-- Data for the task follows --
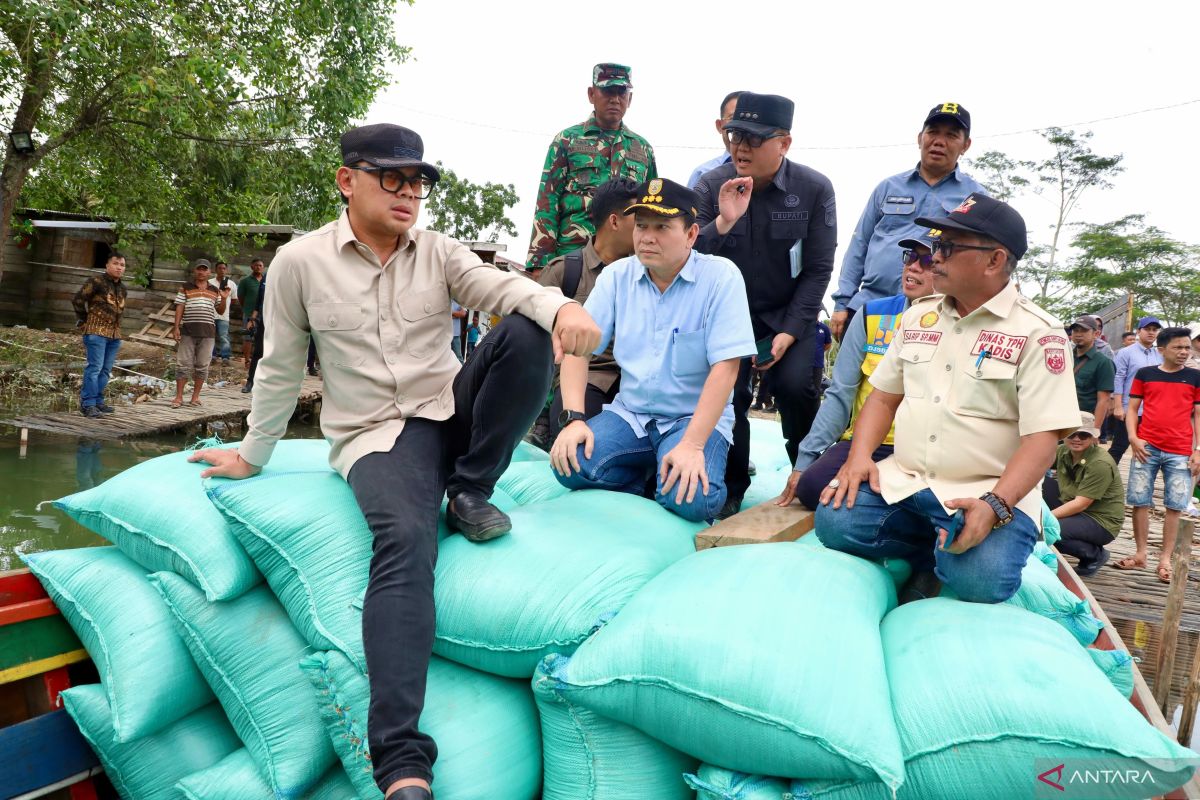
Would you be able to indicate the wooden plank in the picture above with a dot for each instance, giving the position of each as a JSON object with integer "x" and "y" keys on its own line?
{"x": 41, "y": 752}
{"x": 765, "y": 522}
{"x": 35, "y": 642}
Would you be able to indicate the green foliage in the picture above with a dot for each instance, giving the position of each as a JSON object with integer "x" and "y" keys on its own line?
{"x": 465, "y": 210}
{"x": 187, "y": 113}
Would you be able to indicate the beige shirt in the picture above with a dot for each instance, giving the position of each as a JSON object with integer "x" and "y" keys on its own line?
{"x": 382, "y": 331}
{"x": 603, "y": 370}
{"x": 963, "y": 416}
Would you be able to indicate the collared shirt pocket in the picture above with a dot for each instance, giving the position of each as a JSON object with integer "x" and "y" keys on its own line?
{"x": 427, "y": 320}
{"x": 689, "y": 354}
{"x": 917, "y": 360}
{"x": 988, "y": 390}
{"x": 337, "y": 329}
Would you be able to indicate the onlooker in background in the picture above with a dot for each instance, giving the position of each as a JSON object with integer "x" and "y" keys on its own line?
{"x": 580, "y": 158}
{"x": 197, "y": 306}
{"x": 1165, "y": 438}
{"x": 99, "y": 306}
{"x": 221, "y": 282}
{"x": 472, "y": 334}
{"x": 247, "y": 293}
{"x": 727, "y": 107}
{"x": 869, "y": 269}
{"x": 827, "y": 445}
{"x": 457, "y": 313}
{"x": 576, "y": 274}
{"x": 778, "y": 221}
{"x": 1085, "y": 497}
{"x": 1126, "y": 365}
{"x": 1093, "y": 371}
-- Data for the task concluded --
-- Data for the task follows --
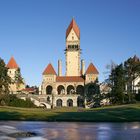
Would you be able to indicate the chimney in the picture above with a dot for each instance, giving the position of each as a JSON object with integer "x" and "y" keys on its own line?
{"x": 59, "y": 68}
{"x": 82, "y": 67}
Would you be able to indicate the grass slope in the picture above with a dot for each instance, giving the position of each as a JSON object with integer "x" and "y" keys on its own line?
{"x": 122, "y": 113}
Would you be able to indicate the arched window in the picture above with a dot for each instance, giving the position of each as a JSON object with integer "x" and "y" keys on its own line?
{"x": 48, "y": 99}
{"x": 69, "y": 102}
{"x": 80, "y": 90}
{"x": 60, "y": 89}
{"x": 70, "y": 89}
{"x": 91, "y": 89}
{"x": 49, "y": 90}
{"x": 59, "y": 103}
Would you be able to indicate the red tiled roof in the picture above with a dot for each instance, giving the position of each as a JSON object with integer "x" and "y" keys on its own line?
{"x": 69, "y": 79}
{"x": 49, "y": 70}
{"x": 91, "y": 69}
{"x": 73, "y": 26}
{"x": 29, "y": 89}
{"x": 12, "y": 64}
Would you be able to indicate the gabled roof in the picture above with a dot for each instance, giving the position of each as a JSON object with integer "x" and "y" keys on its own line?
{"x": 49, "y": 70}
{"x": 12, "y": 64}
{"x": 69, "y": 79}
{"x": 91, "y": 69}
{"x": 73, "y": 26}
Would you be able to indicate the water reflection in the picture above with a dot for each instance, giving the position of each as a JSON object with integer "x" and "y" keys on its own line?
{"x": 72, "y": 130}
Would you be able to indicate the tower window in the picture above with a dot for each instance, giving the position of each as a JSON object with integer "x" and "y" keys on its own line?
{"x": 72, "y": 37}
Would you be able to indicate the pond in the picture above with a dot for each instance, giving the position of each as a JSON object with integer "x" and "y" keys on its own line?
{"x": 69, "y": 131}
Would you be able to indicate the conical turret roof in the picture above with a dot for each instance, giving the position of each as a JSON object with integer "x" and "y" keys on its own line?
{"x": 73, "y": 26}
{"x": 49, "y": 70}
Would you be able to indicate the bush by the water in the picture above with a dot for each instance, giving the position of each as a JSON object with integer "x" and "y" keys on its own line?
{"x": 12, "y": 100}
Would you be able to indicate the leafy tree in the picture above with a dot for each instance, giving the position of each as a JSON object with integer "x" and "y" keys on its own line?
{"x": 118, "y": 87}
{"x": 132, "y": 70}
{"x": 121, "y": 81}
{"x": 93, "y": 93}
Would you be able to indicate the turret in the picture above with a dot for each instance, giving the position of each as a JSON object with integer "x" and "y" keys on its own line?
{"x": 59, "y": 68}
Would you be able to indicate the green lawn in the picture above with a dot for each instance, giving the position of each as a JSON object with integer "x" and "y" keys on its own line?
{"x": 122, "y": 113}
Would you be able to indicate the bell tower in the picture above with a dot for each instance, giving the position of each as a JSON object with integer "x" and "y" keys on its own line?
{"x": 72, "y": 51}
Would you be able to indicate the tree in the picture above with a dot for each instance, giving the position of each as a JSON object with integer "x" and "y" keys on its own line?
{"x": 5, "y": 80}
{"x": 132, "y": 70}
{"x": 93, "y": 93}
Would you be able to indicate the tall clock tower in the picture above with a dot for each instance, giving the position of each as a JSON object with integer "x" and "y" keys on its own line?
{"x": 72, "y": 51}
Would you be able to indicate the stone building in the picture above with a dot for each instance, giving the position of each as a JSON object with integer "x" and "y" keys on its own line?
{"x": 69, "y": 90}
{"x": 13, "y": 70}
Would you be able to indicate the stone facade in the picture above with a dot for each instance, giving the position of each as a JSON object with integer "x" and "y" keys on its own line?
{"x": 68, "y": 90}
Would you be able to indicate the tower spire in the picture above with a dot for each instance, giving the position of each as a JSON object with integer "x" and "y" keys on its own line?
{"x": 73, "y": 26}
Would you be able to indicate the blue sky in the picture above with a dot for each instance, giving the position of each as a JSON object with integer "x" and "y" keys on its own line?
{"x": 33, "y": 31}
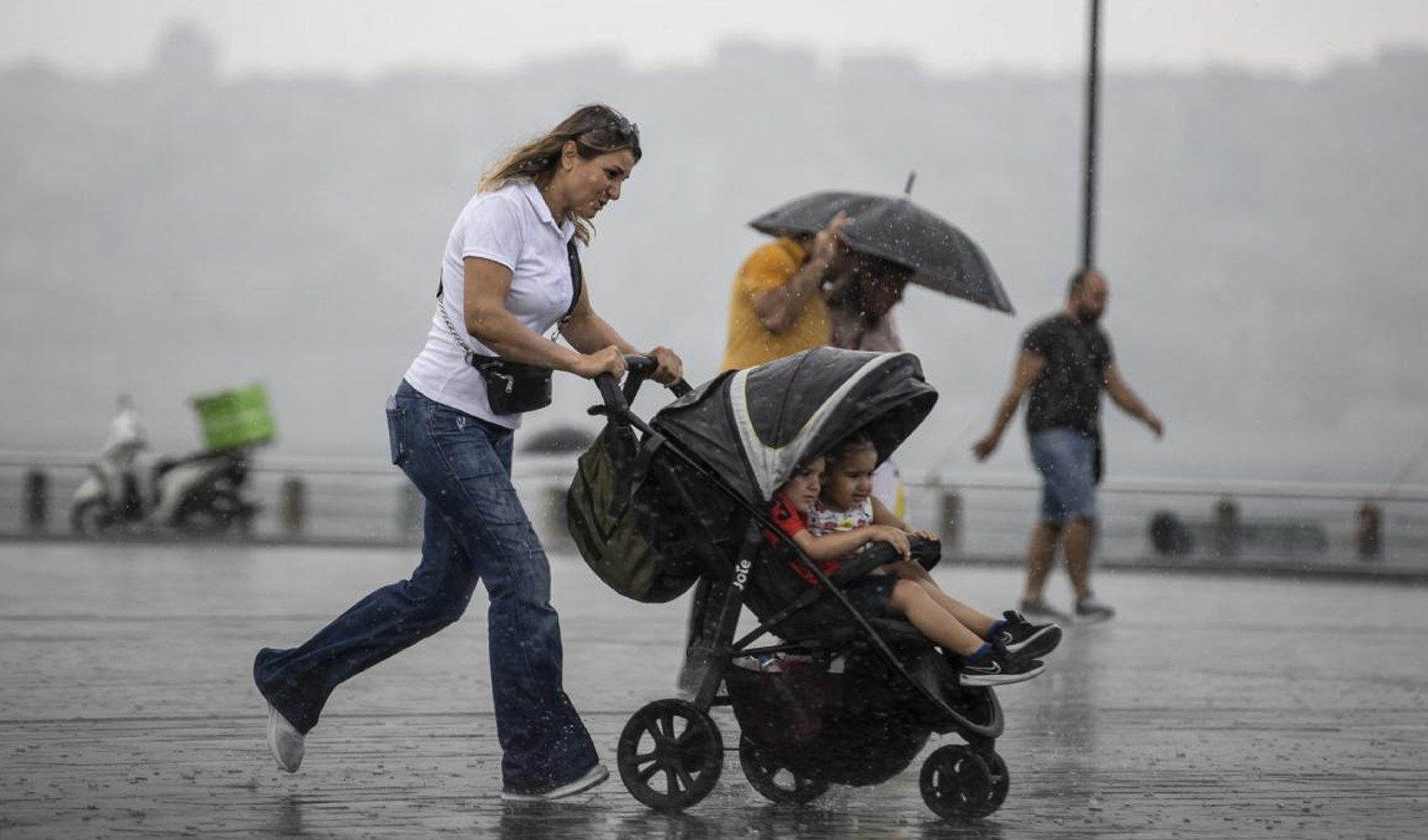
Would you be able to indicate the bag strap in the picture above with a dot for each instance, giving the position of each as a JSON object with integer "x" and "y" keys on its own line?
-- Data for the task concluded --
Exercise directions. From the line holding "Would you be able to indicate the blue" to the line holding "Would you be able to indicate the bag", both included, retype the entries above exactly and drop the pictures.

Answer for this exercise.
Would you be able to indicate the blue sky in the picture above with a dot for each instance, giving the position of each as a JSON object with integer "x" and "y" keys on its own line?
{"x": 33, "y": 31}
Would you be able to indicate the bag strap in the picture above with a dot for each instance, giving the position of each as a JSON object with integer "x" and "y" keys on its own line?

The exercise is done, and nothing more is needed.